Goal of the exercise> Bring together copies of the lines in the data below that contain the word "smoke".

[Data to use Boundary: Start]

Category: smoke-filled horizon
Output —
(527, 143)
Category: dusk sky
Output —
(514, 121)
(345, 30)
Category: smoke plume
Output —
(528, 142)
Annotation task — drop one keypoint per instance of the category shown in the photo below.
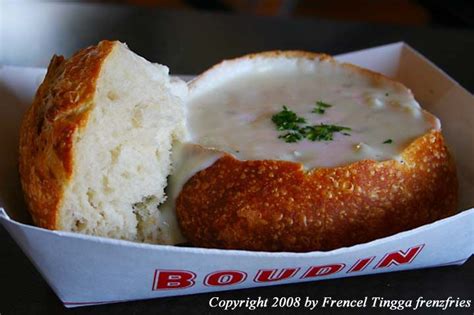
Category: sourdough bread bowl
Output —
(95, 145)
(314, 155)
(277, 151)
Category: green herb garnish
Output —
(322, 132)
(291, 137)
(320, 107)
(287, 120)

[Data to use Boundary: End]

Output below>
Category: smoke-filled horizon
Category: smoke plume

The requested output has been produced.